*Activity list*.
a) List the residents that the documentary review describes as hidden behind the building's doors, with what each is doing.
b) Reproduce everything in the documentary review from "Featuring one of" down to "the first time.".
c) Go on writing the documentary review from the point where it stops.
::: Source extract
Behind the dreariness — communal walls painted hospital green and endless dull grey walkways — is a world of secret colour

Behind the dreariness — communal walls painted hospital green and endless dull grey walkways — is a world of secret colour, countless stories hidden behind endless doors; muscle men lifting dumbbells, lonely ladies petting cats and teens partying in living rooms and spilling out onto balconies. Czepiec’s camera drifts past them agnostically, and the heightened, often mismatched sound design emphasises the sense of peculiarity generated through this crisp, agile cinematography. As the sequences stack, a simple conceit transforms into an stylised portrait of the surreal qualities of the very ordinary, of how time reframes the meaning of a place and a storied sense of history accumulates even within an environment designed to be free of identity.

Featuring one of the better employments of drone camera tech in recent documentary, the film’s final shot is a breathtaking one. Having scaled the building’s 15 floors and crawled its countless corridors, the camera floats through one final apartment suite before drifting out of the window and over the balcony. Turning around to look back at the apartment’s slightly befuddled owner, the camera propels upwards into orbit, taking a literal flight of fantasy and surveying the grandeur of the massive block, viewable in its entirety for the first time.
::::::
::: Material provided
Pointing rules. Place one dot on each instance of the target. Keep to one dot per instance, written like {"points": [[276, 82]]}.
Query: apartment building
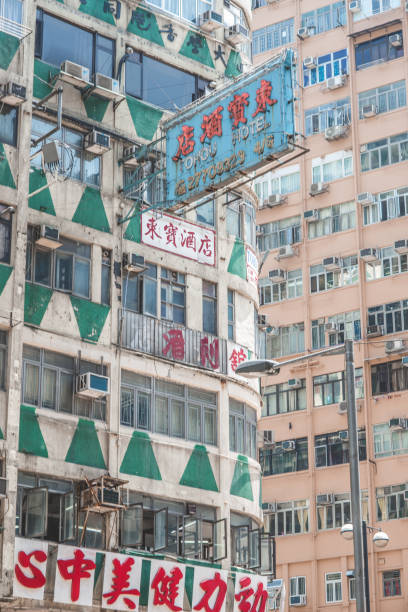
{"points": [[333, 229], [124, 429]]}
::::::
*Answer set*.
a)
- Muscle men, lifting dumbbells
- Lonely ladies, petting cats
- Teens, partying in living rooms and spilling out onto balconies

b)
Featuring one of the better employments of drone camera tech in recent documentary, the film’s final shot is a breathtaking one. Having scaled the building’s 15 floors and crawled its countless corridors, the camera floats through one final apartment suite before drifting out of the window and over the balcony. Turning around to look back at the apartment’s slightly befuddled owner, the camera propels upwards into orbit, taking a literal flight of fantasy and surveying the grandeur of the massive block, viewable in its entirety for the first time.

c)
Klara Kochańska’s Tenants explores housing as a source not of comfort but conflict as a woman, Justyna, finds herself sharing her new home with the previous tenant after buying the flat in a bailiff auction. Tenants is unshowy but effective, Kochańska gradually complicating what seems at first a simple class conflict between the marginalised council tenant and the ascendant middle-class lawyer who repossesses her home. As Justyna tries increasingly bitter tactics (secretly recording the tenant and trying to evict her on a prostitution charge) to oust the mother and daughter who won’t leave her home, what’s reflected is not so much the collapse of her character, but the level of her own desperation.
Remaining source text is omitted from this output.